EXERCISE BRIEF — Go through the listing below and return each line that includes "spire".

RECORDS TO PROCESS section start

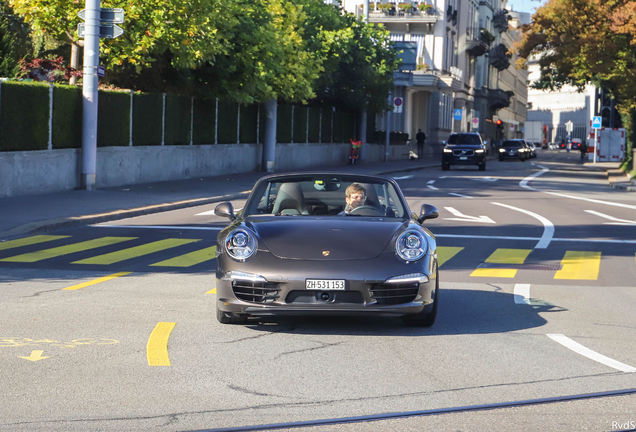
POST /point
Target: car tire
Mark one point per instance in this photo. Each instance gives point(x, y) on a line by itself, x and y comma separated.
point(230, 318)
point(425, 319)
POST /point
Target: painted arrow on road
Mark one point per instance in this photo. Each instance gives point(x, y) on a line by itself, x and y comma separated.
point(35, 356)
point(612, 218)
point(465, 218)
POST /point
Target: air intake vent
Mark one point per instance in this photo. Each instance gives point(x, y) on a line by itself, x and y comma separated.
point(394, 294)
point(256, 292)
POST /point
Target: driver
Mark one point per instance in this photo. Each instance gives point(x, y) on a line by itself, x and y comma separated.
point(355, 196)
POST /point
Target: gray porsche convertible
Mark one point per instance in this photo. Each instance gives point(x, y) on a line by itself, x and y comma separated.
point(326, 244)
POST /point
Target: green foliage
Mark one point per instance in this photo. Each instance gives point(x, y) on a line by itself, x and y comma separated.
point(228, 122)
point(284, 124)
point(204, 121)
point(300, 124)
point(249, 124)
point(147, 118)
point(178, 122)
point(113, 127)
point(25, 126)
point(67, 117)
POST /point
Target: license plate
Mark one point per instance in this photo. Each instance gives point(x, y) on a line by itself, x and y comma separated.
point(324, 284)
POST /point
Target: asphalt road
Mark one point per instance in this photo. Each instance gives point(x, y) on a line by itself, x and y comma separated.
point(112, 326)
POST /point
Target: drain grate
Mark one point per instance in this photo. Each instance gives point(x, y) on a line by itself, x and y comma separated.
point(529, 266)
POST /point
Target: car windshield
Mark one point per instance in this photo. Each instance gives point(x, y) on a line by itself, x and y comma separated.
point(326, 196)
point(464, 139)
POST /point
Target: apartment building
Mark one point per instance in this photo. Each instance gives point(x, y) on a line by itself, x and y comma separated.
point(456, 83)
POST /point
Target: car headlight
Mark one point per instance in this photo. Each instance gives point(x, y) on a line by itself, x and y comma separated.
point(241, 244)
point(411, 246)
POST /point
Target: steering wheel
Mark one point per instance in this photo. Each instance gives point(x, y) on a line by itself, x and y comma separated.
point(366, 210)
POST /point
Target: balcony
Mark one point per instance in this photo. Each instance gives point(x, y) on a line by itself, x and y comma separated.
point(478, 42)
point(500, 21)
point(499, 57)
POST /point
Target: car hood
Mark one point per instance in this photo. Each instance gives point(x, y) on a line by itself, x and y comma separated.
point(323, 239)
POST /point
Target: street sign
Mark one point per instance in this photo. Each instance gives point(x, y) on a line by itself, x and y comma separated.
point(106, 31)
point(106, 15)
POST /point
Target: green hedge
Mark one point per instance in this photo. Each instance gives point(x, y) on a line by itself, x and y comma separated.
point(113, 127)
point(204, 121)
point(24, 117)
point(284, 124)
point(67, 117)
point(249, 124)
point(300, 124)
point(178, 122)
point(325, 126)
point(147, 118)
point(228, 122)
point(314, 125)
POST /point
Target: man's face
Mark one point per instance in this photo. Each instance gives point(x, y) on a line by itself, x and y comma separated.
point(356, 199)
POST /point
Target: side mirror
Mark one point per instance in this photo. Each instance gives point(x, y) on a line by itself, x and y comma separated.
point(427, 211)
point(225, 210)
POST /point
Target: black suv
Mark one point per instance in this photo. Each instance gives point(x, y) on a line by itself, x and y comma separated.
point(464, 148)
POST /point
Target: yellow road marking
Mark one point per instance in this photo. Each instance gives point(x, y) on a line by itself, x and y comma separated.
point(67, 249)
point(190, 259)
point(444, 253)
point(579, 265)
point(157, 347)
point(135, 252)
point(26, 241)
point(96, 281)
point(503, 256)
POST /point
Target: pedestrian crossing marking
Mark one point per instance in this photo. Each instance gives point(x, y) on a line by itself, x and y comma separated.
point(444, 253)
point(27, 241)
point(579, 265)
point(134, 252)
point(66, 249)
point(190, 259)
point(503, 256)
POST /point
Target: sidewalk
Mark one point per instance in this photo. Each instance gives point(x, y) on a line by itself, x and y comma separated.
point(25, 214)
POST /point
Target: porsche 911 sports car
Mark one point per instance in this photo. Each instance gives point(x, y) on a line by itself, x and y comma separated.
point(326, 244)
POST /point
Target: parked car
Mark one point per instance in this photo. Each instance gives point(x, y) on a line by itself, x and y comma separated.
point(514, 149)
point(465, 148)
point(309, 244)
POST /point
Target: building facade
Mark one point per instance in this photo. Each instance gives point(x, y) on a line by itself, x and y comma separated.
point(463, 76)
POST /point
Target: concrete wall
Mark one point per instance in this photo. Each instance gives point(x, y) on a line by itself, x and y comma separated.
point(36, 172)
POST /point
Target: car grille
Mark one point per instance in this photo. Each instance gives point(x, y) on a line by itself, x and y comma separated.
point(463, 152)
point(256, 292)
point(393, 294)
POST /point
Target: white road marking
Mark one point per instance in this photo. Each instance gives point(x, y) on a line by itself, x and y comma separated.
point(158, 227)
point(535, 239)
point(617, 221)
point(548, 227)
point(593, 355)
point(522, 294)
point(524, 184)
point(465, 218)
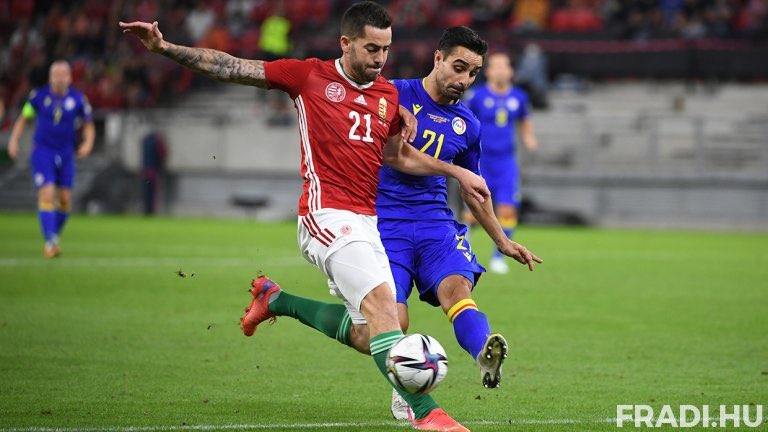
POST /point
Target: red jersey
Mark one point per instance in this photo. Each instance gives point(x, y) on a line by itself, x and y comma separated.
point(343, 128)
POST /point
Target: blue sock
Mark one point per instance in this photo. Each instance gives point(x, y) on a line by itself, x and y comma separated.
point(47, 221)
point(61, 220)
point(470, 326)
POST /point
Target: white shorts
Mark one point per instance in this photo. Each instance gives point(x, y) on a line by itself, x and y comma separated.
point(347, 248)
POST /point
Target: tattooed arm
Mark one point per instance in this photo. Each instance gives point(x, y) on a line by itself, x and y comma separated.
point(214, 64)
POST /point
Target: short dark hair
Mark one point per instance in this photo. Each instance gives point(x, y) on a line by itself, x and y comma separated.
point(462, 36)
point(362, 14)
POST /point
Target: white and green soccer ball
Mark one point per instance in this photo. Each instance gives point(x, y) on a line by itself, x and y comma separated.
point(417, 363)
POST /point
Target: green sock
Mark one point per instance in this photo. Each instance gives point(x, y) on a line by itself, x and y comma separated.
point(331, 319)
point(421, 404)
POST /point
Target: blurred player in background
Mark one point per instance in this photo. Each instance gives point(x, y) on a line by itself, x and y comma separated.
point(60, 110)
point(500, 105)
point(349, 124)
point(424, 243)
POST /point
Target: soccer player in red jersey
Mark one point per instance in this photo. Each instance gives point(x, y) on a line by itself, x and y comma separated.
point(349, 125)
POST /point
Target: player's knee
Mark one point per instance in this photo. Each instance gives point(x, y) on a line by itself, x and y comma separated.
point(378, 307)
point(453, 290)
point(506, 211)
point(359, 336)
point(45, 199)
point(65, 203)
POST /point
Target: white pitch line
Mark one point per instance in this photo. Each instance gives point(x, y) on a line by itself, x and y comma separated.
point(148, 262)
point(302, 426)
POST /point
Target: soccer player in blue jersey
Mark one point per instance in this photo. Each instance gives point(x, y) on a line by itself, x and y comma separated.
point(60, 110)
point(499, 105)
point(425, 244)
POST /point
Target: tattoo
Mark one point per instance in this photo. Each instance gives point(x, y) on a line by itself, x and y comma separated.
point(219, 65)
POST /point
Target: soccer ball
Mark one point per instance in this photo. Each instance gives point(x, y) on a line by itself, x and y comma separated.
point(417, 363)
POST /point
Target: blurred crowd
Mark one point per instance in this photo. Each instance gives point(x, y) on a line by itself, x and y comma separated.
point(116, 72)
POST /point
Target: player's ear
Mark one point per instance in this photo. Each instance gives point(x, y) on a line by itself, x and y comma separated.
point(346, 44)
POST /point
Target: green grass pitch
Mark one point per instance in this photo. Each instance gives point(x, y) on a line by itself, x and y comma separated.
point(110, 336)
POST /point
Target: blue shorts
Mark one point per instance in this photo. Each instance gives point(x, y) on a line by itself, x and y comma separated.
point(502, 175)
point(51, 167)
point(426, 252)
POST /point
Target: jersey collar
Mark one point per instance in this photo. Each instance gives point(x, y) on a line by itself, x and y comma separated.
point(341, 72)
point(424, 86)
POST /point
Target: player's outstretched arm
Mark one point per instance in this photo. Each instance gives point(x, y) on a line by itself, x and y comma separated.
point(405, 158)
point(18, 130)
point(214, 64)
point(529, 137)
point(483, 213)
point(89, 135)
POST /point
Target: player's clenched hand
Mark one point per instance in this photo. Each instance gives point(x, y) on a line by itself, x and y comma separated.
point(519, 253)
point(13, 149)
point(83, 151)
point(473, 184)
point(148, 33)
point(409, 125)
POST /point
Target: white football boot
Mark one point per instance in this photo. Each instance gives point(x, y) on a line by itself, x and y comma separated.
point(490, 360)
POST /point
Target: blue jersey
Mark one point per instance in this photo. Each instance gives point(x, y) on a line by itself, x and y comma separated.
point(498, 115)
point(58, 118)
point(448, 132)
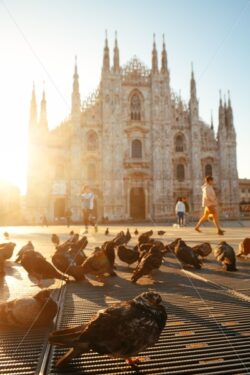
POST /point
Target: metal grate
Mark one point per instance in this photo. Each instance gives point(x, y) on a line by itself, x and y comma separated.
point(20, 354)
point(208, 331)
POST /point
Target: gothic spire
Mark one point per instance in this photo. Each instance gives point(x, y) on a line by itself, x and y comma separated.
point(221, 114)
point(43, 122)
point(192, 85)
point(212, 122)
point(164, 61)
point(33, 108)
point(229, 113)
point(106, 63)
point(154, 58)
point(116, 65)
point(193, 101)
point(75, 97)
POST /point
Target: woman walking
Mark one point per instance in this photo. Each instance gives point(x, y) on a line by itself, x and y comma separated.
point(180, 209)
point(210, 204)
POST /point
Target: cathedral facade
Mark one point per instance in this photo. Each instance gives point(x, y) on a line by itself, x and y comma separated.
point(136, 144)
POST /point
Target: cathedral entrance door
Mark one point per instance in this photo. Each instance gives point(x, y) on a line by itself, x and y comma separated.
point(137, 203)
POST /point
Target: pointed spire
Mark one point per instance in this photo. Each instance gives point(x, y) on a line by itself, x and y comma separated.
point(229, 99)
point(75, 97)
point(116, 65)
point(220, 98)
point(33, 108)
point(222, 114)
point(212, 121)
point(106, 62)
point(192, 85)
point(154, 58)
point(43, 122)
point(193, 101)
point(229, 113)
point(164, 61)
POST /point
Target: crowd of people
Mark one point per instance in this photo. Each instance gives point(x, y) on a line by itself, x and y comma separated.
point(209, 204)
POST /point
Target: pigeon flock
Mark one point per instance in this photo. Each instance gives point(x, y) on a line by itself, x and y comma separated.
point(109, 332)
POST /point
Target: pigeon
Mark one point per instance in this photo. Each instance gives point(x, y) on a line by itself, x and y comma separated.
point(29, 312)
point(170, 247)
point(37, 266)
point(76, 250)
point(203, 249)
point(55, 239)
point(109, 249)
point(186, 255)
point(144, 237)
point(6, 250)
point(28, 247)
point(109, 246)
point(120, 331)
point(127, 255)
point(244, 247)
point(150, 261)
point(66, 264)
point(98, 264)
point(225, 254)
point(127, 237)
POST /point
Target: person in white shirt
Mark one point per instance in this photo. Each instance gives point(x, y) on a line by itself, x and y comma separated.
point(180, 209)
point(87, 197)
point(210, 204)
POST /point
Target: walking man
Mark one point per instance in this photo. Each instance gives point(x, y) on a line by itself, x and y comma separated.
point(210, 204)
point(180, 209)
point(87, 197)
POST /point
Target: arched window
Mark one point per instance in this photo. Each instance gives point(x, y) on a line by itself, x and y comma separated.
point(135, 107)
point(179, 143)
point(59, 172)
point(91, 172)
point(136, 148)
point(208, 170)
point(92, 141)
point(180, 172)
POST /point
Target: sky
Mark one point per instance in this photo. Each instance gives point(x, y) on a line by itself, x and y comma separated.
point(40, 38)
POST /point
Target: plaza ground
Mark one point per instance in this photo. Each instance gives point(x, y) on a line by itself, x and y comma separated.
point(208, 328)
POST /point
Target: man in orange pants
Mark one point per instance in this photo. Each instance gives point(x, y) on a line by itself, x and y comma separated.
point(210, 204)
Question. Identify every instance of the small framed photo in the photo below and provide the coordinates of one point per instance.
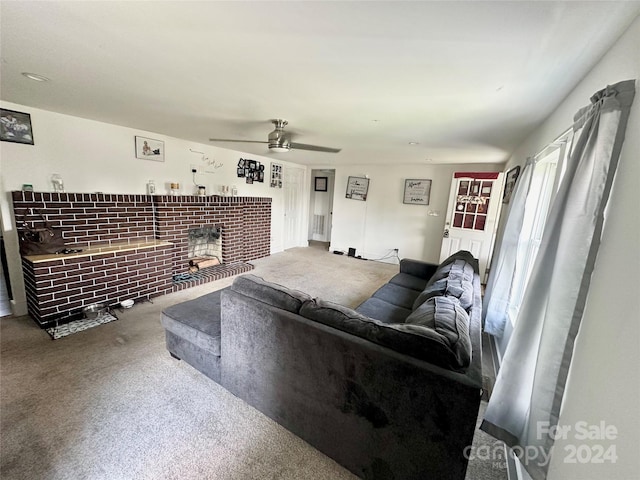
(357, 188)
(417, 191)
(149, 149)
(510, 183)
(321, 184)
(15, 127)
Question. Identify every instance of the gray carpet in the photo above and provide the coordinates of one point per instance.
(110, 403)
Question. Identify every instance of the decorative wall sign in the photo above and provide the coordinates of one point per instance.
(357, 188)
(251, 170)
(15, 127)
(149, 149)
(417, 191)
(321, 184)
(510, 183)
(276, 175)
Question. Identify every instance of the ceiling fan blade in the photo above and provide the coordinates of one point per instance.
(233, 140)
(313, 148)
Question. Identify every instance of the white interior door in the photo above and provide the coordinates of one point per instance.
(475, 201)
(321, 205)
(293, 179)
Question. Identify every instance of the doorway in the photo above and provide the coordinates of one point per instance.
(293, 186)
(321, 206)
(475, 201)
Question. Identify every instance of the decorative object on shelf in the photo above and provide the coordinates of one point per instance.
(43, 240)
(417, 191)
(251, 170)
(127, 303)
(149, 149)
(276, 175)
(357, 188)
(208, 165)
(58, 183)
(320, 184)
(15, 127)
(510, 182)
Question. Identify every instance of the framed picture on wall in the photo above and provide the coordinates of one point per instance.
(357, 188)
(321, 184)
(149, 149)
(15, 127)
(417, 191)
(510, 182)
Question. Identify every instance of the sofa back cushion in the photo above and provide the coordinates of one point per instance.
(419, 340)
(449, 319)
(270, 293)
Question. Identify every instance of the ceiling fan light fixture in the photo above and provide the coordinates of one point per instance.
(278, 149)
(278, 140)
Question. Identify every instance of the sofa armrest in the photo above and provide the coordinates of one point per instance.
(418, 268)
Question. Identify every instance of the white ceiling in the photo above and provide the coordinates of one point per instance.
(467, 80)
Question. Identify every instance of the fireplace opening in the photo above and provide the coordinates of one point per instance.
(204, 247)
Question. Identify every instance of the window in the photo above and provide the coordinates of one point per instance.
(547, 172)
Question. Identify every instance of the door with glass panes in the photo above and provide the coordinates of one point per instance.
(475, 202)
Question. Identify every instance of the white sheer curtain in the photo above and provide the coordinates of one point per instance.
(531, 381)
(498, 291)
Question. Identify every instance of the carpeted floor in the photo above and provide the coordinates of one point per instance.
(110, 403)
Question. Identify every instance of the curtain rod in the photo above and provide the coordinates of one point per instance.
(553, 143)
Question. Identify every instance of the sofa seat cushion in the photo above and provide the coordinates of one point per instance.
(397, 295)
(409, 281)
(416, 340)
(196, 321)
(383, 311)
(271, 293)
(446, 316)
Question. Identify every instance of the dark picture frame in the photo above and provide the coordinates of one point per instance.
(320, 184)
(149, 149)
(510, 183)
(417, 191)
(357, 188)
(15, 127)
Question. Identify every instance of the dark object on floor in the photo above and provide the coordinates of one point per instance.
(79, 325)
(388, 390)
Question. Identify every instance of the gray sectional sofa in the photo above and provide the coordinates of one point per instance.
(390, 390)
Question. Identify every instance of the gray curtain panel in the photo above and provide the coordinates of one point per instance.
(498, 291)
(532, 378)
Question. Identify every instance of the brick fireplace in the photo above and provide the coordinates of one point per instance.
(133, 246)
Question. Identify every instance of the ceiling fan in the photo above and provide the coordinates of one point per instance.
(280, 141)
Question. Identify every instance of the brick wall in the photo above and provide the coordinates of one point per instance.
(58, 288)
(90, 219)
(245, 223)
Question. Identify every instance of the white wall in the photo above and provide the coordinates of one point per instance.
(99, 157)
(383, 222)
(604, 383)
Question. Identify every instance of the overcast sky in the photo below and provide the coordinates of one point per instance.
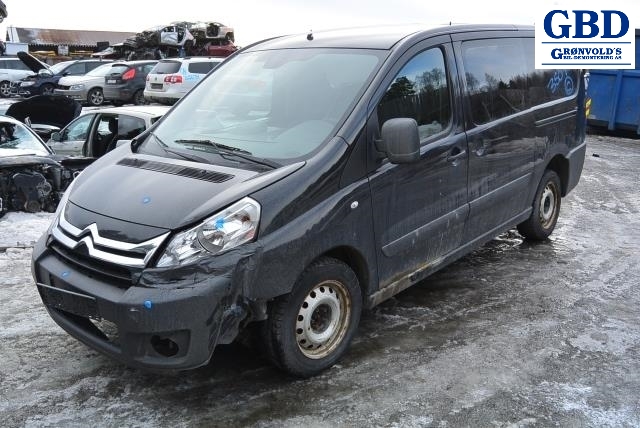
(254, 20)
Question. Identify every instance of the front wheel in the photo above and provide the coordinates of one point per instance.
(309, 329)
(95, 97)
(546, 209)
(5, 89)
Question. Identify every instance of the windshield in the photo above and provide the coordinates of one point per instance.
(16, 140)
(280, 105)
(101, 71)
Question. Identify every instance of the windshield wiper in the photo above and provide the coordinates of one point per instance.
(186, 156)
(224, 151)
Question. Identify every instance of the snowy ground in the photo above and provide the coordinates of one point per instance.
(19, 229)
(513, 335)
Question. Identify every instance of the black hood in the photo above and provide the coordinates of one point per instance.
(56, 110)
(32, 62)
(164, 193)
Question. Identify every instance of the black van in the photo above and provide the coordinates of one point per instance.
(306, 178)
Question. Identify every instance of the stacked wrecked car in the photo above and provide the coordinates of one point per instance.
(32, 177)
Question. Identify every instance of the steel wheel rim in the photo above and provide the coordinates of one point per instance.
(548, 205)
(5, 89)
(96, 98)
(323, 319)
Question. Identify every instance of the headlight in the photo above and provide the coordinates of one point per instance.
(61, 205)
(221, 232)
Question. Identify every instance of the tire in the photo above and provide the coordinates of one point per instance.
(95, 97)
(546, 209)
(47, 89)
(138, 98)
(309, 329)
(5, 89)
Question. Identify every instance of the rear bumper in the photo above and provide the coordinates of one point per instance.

RECORDS TO PROCESS section end

TASK RESULT —
Target: gothic spire
Target: pointed spire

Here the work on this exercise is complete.